Mask labeling examples:
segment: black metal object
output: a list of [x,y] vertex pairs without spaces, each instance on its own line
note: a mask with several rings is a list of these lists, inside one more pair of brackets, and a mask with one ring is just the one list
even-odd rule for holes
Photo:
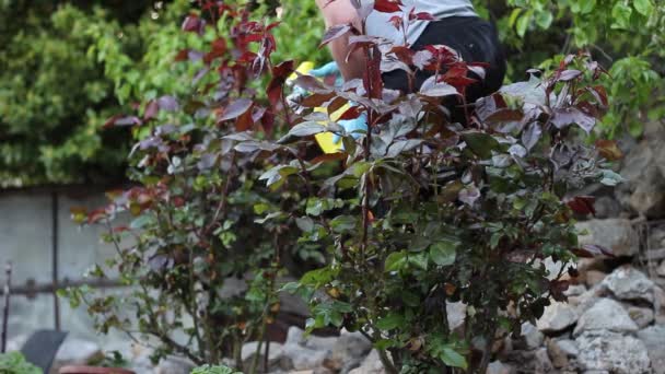
[[[68,287],[81,287],[90,285],[95,289],[115,289],[124,288],[126,284],[117,279],[92,279],[92,280],[69,280],[63,279],[58,282],[57,288],[51,282],[48,283],[36,283],[33,279],[28,279],[24,285],[12,288],[12,295],[22,295],[27,299],[35,299],[39,293],[54,293],[59,289],[66,289]],[[0,290],[0,295],[3,295],[4,291]]]
[[60,330],[60,300],[58,299],[58,257],[59,257],[59,248],[58,248],[58,192],[51,192],[51,229],[52,229],[52,237],[51,237],[51,277],[52,277],[52,294],[54,294],[54,317],[55,317],[55,327],[56,330]]
[[67,332],[62,331],[38,330],[23,344],[21,353],[25,361],[48,373],[66,337]]
[[12,262],[7,262],[7,281],[4,282],[4,312],[2,313],[2,335],[0,335],[0,353],[7,352],[7,329],[9,326],[9,301],[12,287]]

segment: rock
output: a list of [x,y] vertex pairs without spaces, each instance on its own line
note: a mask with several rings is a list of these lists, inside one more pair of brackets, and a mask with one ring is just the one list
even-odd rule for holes
[[579,244],[599,245],[615,256],[634,256],[639,252],[638,235],[629,220],[608,219],[579,222]]
[[547,354],[547,348],[540,348],[535,354],[535,373],[551,373],[555,370],[555,365]]
[[448,316],[448,327],[451,331],[464,327],[464,318],[466,318],[466,305],[463,302],[445,304],[446,315]]
[[524,338],[527,349],[536,349],[542,346],[545,336],[536,326],[526,322],[522,324],[522,338]]
[[[272,344],[270,344],[270,349],[272,349]],[[160,361],[154,369],[154,374],[186,374],[194,367],[196,367],[194,362],[174,357]]]
[[18,335],[7,341],[7,351],[20,351],[27,341],[27,335]]
[[599,330],[633,332],[638,330],[638,325],[630,319],[628,312],[618,302],[611,299],[600,299],[582,314],[573,330],[573,336],[578,337],[585,331]]
[[600,284],[604,280],[605,277],[607,277],[606,273],[604,273],[603,271],[599,270],[588,270],[585,273],[585,283],[587,287],[593,288],[596,284]]
[[597,198],[594,202],[594,208],[596,209],[596,218],[598,219],[618,218],[622,212],[619,201],[609,196]]
[[656,374],[665,374],[665,326],[651,326],[638,332]]
[[665,260],[656,268],[656,274],[658,274],[658,277],[665,277]]
[[536,323],[545,334],[562,331],[578,322],[578,312],[568,303],[555,302],[545,308],[545,313]]
[[578,339],[578,364],[585,371],[617,374],[649,373],[645,344],[631,336],[610,331],[586,331]]
[[549,339],[547,342],[547,352],[552,361],[552,365],[557,369],[567,367],[570,359],[578,357],[578,346],[573,340]]
[[655,226],[649,230],[648,249],[665,248],[665,226]]
[[623,159],[620,174],[625,182],[615,190],[626,208],[652,219],[665,212],[665,132],[654,128]]
[[322,366],[324,360],[330,354],[330,351],[317,351],[314,349],[305,348],[299,344],[284,344],[284,361],[290,364],[282,364],[283,366],[291,366],[294,370],[311,370]]
[[[245,366],[245,369],[247,369],[247,367],[249,367],[249,365],[252,365],[254,355],[256,354],[257,347],[258,347],[258,341],[250,341],[250,342],[243,344],[241,358],[243,360],[243,365]],[[264,342],[261,344],[259,363],[262,362],[262,357],[264,357],[265,352],[266,352],[266,343]],[[284,346],[278,343],[278,342],[271,341],[270,350],[268,352],[268,365],[270,365],[270,366],[276,365],[282,359],[283,355],[284,355]]]
[[656,285],[653,289],[653,299],[654,319],[656,324],[665,325],[665,291]]
[[493,361],[487,366],[486,374],[514,374],[515,369],[513,366],[504,364],[501,361]]
[[628,311],[628,315],[632,320],[635,322],[639,328],[644,328],[651,325],[651,323],[654,320],[654,313],[650,307],[628,305],[626,311]]
[[378,351],[373,349],[362,362],[362,365],[353,369],[349,374],[385,374],[385,372],[383,363],[378,358]]
[[55,366],[86,364],[102,354],[102,348],[96,342],[68,337],[58,349]]
[[568,288],[568,290],[563,291],[563,294],[567,296],[579,296],[586,292],[586,287],[584,284],[573,284]]
[[343,329],[325,359],[324,366],[348,373],[358,367],[371,350],[372,343],[362,334]]
[[603,280],[602,287],[611,291],[620,300],[644,300],[653,303],[655,284],[646,276],[630,265],[617,268]]

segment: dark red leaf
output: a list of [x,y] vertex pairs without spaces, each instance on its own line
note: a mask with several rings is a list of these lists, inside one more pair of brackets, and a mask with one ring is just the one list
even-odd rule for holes
[[413,49],[405,47],[405,46],[394,46],[390,49],[390,52],[395,54],[395,56],[406,65],[413,65],[413,55],[416,52]]
[[623,157],[623,152],[614,140],[596,140],[596,150],[608,161],[618,161]]
[[580,70],[574,70],[574,69],[563,70],[563,71],[557,73],[557,80],[561,81],[561,82],[568,82],[568,81],[572,81],[573,79],[575,79],[580,75],[582,75],[582,72]]
[[254,119],[252,117],[252,110],[246,110],[235,121],[236,131],[247,131],[254,126]]
[[268,101],[273,107],[277,106],[277,104],[282,100],[282,79],[272,78],[270,80],[270,83],[268,83],[268,86],[266,87],[266,95],[268,95]]
[[342,152],[336,152],[336,153],[325,153],[322,154],[317,157],[312,159],[310,162],[312,164],[318,164],[322,162],[328,162],[328,161],[340,161],[340,160],[346,160],[347,159],[347,154],[342,153]]
[[567,203],[575,213],[596,215],[595,201],[596,198],[593,196],[575,196]]
[[489,115],[485,120],[488,122],[518,121],[524,117],[524,113],[517,109],[499,109]]
[[221,122],[224,120],[230,120],[230,119],[235,119],[235,118],[244,115],[245,113],[247,113],[249,110],[249,108],[252,107],[253,104],[254,104],[254,102],[250,101],[249,98],[236,100],[235,102],[231,103],[229,106],[226,106],[224,108],[224,112],[222,113],[220,118],[218,118],[218,122]]

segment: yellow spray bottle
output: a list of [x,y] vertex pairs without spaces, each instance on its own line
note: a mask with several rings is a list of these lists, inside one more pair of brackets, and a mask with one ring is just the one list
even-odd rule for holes
[[[298,69],[295,69],[295,71],[298,71],[301,74],[307,74],[313,69],[314,69],[314,62],[305,61],[305,62],[302,62],[298,67]],[[296,78],[298,78],[298,74],[293,73],[293,74],[291,74],[291,77],[289,77],[289,81],[293,81]],[[339,117],[341,117],[341,115],[345,114],[345,112],[347,112],[350,107],[351,106],[348,103],[345,104],[342,107],[335,110],[335,113],[332,113],[330,115],[330,120],[337,121],[339,119]],[[324,107],[316,107],[316,108],[314,108],[314,112],[327,113],[327,109]],[[325,122],[322,122],[322,125],[325,125]],[[322,149],[322,151],[324,151],[324,153],[337,153],[341,149],[341,140],[338,140],[337,142],[335,142],[334,141],[335,135],[332,132],[320,132],[320,133],[315,135],[315,138],[316,138],[316,142],[318,143],[318,147]]]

▸ **Requirement**
How many lines of the records above contain the word "segment"? Give only the number.

▸ **Result**
4